# TASKS:
A. List the provisions of the Dodd-Frank Act that the report excerpt below says have received the most public attention.
B. Write what comes next in the report excerpt below on inflation, legislative developments and controls, picking up after its final sentence.

The Company's reported earnings
results have been minimally affected by inflation. The different types of income and expense are affected in various ways. Interest
rates are affected by inflation, but the timing and magnitude of the changes may not coincide with changes in the consumer price
index. Management actively monitors interest rate sensitivity in order to minimize the effects of inflationary trends on interest
rates. Other areas of non-interest expenses may be more directly affected by inflation.
Legislative
Developments
Dodd-Frank
Wall Street Reform and Consumer Protection Act
On
July 21, 2010, President Obama signed into law the Dodd-Frank Wall Street Reform and Consumer Protection Act (the “Act”).
The Act will result in sweeping financial regulatory reform aimed at strengthening the nation’s financial services sector.
The
Act’s provisions that have received the most public attention generally have been those applying to larger institutions or
institutions that engage in practices in which we do not engage. These provisions include growth restrictions, credit exposure
limits, higher prudential standards, prohibitions on proprietary trading, and prohibitions on sponsoring and investing in hedge
funds and private equity funds.
However,
the Act contains numerous other provisions that likely will directly impact us and our banking subsidiaries. These include increased
fees payable by banks to regulatory agencies, new capital guidelines for banks and bank holding companies, permanently increasing
the FDIC insurance coverage from $100,000 to $250,000 per depositor, new liquidation procedures for banks, new regulations affecting
consumer financial products, new corporate governance disclosures and requirements, and the increased cost of supervision and compliance
more generally. Many aspects of the law are subject to rulemaking by various government agencies and will take effect over several
years. This time table, combined with the Act’s significant deference to future rulemaking by various regulatory agencies,
makes it difficult for us to anticipate the Act’s overall financial, competitive and regulatory impact on us, our customers,
and the financial industry more generally.
Item 3. Quantitative and Qualitative Disclosures
About Market Risk
Not required for smaller reporting companies.
Item 4. Controls and Procedures
The Company’s management, with the
participation of the Company’s Chief Executive Officer and Chief Financial Officer, has evaluated the effectiveness of the
Company’s disclosure controls and procedures as of March 31, 2012. Based on this evaluation, the Company’s Chief Executive
Officer and Chief Financial Officer concluded that the Company’s disclosure controls and procedures are effective as of March
31, 2012. The Company has established procedures undertaken during the normal course of business in an effort to reasonably ensure
that fraudulent activity of either an amount material to these results or in any amount is not occurring.
Changes in Internal Controls
During the period reported upon, there
were no significant changes in internal controls of Highlands Bankshares, Inc. pertaining to its financial reporting and control
of its assets or in other factors that materially affected or are reasonably likely to materially affect such control.

[Records]
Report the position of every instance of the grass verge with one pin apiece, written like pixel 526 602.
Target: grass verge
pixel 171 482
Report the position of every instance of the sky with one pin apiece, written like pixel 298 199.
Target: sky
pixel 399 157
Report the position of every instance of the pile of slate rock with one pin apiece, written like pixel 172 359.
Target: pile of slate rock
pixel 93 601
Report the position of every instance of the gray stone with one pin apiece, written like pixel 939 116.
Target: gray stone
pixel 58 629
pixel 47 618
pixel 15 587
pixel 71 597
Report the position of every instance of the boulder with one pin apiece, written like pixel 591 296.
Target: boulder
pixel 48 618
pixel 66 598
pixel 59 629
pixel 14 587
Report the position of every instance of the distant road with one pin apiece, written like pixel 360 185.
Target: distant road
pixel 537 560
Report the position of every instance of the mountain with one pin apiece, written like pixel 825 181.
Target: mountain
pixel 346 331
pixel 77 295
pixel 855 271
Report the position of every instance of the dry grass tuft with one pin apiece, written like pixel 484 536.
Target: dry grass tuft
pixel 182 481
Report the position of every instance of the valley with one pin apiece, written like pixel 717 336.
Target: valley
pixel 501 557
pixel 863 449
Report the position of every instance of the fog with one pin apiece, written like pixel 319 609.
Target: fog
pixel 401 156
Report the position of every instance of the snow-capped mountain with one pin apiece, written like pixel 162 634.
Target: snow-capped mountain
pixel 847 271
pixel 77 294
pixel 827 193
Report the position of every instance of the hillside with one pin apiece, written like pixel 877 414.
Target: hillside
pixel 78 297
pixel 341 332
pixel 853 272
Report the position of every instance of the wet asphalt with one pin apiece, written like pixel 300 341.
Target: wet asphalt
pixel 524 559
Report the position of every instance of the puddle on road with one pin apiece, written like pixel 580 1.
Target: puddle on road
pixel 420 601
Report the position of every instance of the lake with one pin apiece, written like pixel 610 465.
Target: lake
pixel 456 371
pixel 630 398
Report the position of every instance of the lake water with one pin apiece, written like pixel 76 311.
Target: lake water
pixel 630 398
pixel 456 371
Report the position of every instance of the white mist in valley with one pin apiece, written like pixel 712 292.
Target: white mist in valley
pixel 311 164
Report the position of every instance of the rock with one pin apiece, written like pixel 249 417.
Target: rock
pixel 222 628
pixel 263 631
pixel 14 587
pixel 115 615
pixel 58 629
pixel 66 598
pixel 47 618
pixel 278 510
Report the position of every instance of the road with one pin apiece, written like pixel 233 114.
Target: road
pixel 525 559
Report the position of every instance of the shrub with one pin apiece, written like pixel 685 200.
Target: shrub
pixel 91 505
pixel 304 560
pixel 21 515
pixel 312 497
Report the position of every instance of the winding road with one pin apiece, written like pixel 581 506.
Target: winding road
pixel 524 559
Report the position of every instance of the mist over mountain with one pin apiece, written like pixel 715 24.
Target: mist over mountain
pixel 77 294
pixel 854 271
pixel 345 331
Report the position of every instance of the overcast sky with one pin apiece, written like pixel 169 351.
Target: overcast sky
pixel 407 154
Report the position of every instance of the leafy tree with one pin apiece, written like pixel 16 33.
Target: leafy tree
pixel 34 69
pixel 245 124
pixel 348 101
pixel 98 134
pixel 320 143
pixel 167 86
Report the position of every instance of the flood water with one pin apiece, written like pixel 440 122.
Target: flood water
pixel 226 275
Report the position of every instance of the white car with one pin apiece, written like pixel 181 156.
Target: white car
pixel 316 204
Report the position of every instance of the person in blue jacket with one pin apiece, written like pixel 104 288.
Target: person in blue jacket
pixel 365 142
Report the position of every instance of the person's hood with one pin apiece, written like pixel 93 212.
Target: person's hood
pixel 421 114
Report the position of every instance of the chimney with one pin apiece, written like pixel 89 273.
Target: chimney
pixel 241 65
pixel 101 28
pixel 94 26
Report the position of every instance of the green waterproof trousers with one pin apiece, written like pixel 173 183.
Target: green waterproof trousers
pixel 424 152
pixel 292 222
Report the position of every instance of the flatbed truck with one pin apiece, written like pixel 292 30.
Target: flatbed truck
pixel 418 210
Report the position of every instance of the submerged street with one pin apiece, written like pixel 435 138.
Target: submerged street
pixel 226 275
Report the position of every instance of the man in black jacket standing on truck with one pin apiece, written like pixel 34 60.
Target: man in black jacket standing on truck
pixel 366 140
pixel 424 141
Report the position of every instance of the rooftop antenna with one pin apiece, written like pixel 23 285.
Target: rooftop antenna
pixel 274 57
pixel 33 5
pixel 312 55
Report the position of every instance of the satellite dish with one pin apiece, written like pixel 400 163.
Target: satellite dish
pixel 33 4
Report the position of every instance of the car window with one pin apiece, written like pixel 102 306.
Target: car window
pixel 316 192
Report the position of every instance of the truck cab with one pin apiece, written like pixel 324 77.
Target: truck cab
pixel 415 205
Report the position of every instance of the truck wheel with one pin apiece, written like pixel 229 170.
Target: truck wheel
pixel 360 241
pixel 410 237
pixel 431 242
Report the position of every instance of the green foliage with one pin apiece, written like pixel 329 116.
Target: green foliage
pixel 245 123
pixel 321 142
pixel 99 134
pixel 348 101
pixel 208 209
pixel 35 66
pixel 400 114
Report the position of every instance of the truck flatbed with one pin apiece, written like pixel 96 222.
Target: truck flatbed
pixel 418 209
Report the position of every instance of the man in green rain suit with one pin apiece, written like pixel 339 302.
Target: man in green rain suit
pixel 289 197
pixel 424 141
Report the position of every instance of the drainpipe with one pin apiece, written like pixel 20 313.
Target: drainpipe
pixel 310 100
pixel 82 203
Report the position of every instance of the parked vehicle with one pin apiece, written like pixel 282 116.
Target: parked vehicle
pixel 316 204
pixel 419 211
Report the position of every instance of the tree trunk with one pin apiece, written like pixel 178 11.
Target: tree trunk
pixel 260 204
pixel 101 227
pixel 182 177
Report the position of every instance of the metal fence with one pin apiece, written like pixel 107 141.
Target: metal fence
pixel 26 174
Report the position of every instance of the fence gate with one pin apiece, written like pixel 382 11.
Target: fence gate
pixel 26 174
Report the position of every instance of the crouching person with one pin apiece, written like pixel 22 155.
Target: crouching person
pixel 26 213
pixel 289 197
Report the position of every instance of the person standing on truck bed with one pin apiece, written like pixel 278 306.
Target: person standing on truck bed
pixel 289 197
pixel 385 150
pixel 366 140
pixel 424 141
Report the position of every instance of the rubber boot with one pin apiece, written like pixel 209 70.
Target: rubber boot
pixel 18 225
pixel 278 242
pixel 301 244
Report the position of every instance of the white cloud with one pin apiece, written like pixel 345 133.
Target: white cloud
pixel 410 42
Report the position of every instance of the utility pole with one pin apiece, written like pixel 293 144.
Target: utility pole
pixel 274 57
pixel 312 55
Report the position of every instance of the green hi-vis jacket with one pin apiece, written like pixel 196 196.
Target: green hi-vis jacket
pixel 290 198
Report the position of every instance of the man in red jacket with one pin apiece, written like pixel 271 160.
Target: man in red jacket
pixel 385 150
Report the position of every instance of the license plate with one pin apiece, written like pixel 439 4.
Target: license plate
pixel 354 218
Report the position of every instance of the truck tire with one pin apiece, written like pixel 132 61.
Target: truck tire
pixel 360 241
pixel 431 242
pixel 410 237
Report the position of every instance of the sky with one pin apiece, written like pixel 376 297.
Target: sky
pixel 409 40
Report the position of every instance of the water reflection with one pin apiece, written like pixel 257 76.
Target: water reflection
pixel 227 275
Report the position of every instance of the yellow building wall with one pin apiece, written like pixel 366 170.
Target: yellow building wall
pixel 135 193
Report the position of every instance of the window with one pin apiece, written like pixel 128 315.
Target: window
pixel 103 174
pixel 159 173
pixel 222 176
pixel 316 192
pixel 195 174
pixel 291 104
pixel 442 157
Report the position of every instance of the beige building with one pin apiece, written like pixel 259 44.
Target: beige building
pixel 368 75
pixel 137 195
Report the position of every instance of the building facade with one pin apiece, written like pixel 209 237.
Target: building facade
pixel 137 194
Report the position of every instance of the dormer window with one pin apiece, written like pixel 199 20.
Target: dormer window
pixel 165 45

# ANSWERS FOR THE EXERCISE:
A.
- Growth restrictions
- Credit exposure limits
- Higher prudential standards
- Prohibitions on proprietary trading
- Prohibitions on sponsoring and investing in hedge funds and private equity funds

B.
PART II OTHER INFORMATION
Item 1. Legal Proceedings
Management
is not aware of any material pending or threatened litigation in which the Company or its subsidiaries may be involved as a defendant.
In the normal course of business, the banks periodically must initiate suits against borrowers as a final course of action in collecting
past due loans. In addition, to management’s knowledge, no governmental authorities have initiated or contemplated legal
action against the Company.
Item 1A. Risk Factors
Not required for smaller reporting companies.
Item 2. Unregistered Sales of Equity
Securities and Use of Proceeds.
None
Item 3. Defaults Upon Senior Securities
None
Item 4. Mine Safety Disclosures
Not Applicable
Item 5. Other Information
None
Item 6. Exhibits
EXHIBIT INDEX
|
Exhibit
Number
|
Description
|
3(i)
|
Articles of Incorporation of Highlands Bankshares, Inc., as restated, are hereby incorporated by reference to Exhibit 3(i) to Highlands Bankshares Inc.’s Form 10-Q filed November 13, 2007.
|
3(ii)
|
Amended Bylaws of Highlands Bankshares, Inc. are incorporated by reference to Exhibit 3(ii) to Highlands Bankshares Inc.’s Report on Form 8-K filed January 9, 2008.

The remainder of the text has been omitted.